By the QuizVault editorial team · 2026-07-06 · 7 min read
how to make a quiz about yourself (that your friends will actually take)
To make a quiz for your friends, go to quizvault.appmake one free, pick a format (a score-based "how well do you know me" or a personality-style "which version of me are you"), write 7–10 questions with answers only your friends would know, add results worth screenshotting, and drop the link in the group chat. No account needed — three free quizzes, free forever.
that's the whole answer. the rest of this is how to do it in a way that gets 19 responses instead of one pity attempt from your mum.
why every group chat eventually needs one of these
the "how well do you know me" quiz is a friendship audit with a leaderboard, and in 2026 the format is doing better than ever. uquiz's trending page is currently wall-to-wall kpop demon hunters character quizzes — one of the most popular ones literally advertises "+ you get psychoanalized" in the title, spelling error included, because the psychoanalysis is the product. earlier this year china had an entire viral moment with the SBTI, a parody personality test that assigns you a chaotic self-roast label instead of a real result. millions of people took a quiz specifically so it could be mean to them. accurately.
the pattern under all of it: nobody shares quizzes. people share results. a quiz for your friends works when the result is either a score they can hold over everyone else's head, or a description so specific it feels like you read their messages. everything below is about engineering that on purpose.
step 1: pick your format
two formats, two different kinds of chaos.

## EXERCISE 1
In the quiz guide, what does the SBTI assign you instead of a real result?
## EXERCISE 2
Copy the quiz guide word for word, between "that's the whole" and "to them. accurately.", inclusive.
The records play no part in this.

[Stored items]
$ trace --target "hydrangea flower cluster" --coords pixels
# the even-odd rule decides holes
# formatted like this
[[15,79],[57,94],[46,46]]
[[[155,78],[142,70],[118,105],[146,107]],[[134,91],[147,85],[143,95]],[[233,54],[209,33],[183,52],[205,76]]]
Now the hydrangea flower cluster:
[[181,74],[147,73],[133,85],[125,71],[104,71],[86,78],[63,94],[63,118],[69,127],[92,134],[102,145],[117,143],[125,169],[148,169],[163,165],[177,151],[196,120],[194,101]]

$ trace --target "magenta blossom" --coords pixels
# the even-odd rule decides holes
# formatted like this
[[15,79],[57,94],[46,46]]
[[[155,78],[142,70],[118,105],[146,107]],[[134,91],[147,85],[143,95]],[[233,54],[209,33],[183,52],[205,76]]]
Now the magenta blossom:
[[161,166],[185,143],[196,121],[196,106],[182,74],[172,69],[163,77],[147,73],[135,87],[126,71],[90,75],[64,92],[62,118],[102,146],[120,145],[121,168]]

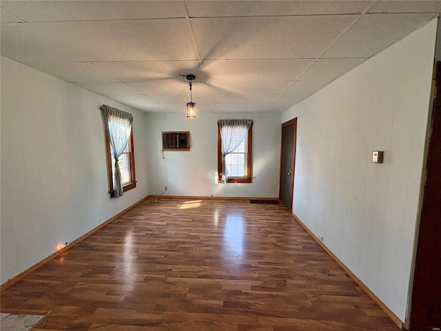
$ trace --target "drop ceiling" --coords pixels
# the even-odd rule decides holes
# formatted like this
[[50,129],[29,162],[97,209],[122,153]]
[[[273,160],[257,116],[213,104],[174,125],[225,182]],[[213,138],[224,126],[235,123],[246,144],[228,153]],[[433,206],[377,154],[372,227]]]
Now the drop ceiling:
[[1,52],[146,112],[282,112],[440,1],[2,1]]

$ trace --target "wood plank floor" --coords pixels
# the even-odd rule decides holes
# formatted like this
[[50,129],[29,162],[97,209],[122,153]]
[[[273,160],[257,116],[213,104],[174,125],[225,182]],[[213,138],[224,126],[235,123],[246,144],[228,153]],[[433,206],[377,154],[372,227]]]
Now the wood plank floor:
[[283,205],[148,201],[1,293],[42,330],[398,330]]

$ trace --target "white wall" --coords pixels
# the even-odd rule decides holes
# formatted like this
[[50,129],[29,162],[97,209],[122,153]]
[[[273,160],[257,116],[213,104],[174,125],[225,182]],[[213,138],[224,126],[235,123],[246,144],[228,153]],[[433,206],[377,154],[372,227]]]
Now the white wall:
[[[148,194],[145,114],[1,57],[1,272],[16,276]],[[109,198],[99,106],[134,116],[136,188]]]
[[436,30],[435,19],[283,114],[298,119],[293,212],[402,321]]
[[[217,121],[249,119],[253,123],[253,182],[216,183]],[[194,119],[185,114],[147,114],[150,192],[168,186],[169,195],[209,197],[278,197],[280,114],[204,113]],[[189,131],[189,152],[165,152],[162,131]]]

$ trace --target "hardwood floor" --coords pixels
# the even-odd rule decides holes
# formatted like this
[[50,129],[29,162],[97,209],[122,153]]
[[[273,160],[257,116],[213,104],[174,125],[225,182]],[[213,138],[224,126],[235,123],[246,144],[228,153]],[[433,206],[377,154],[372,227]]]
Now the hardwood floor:
[[42,330],[398,330],[281,205],[145,201],[1,293]]

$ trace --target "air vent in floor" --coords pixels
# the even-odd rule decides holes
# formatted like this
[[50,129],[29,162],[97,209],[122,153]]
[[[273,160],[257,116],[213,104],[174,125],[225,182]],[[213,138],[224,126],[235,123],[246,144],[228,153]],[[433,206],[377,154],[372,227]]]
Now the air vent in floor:
[[278,205],[277,200],[250,200],[252,203],[258,203],[259,205]]

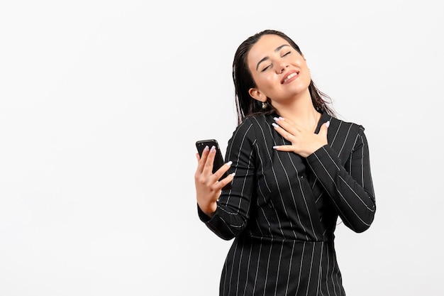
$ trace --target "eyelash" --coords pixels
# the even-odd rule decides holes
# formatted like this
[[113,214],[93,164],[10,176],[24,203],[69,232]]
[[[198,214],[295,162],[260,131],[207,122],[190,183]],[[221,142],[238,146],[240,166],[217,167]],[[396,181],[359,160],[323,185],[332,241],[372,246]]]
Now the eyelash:
[[[290,51],[289,51],[289,52],[288,52],[288,53],[284,53],[284,55],[283,55],[281,57],[284,57],[284,56],[286,56],[286,55],[289,55],[290,53],[292,53],[292,51],[291,51],[291,50],[290,50]],[[270,65],[269,65],[268,66],[265,67],[264,68],[264,70],[262,70],[262,72],[264,72],[264,71],[267,70],[267,69],[270,68],[270,67],[271,66],[272,66],[272,65],[273,65],[273,64],[270,64]]]

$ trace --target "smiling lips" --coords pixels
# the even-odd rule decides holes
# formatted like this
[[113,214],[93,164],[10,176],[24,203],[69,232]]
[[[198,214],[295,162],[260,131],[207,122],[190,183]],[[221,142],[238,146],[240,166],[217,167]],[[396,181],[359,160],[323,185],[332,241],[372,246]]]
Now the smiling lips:
[[281,84],[283,84],[287,82],[293,81],[294,80],[292,80],[292,78],[296,77],[298,74],[299,74],[299,72],[291,72],[289,75],[285,76],[282,80],[281,80]]

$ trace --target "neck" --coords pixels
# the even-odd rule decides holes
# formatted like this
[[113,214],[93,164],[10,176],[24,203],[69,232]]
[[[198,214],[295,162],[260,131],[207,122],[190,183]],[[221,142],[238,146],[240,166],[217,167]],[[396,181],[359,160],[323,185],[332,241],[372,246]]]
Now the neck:
[[313,129],[313,131],[321,118],[321,114],[313,106],[309,93],[289,104],[274,108],[279,116],[308,130]]

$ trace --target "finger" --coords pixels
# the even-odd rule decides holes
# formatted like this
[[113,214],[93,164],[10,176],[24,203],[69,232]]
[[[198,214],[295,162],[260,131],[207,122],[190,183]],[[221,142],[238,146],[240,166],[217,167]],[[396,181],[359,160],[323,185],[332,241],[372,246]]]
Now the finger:
[[230,160],[228,163],[225,163],[223,165],[222,165],[221,168],[219,168],[219,169],[214,172],[214,177],[216,178],[216,180],[221,179],[223,174],[225,174],[226,171],[228,170],[232,163],[233,162]]
[[210,148],[208,146],[206,146],[202,150],[202,155],[199,155],[199,153],[196,153],[196,157],[197,158],[197,169],[196,171],[201,172],[204,170],[204,167],[205,166],[205,163],[206,163],[206,159],[208,158],[208,154],[209,153]]
[[273,149],[278,151],[293,152],[293,148],[292,145],[281,145],[278,146],[273,146]]
[[[207,147],[205,147],[205,149]],[[216,147],[211,146],[211,148],[209,149],[209,151],[208,150],[206,151],[206,158],[205,159],[202,172],[205,174],[212,174],[213,173],[213,163],[214,163],[214,157],[216,156]],[[204,153],[202,153],[202,156],[204,156]]]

## WORKED SOLUTION 1
A chaotic self-roast label.

## WORKED SOLUTION 2
that's the whole answer. the rest of this is how to do it in a way that gets 19 responses instead of one pity attempt from your mum.
why every group chat eventually needs one of these
the "how well do you know me" quiz is a friendship audit with a leaderboard, and in 2026 the format is doing better than ever. uquiz's trending page is currently wall-to-wall kpop demon hunters character quizzes — one of the most popular ones literally advertises "+ you get psychoanalized" in the title, spelling error included, because the psychoanalysis is the product. earlier this year china had an entire viral moment with the SBTI, a parody personality test that assigns you a chaotic self-roast label instead of a real result. millions of people took a quiz specifically so it could be mean to them. accurately.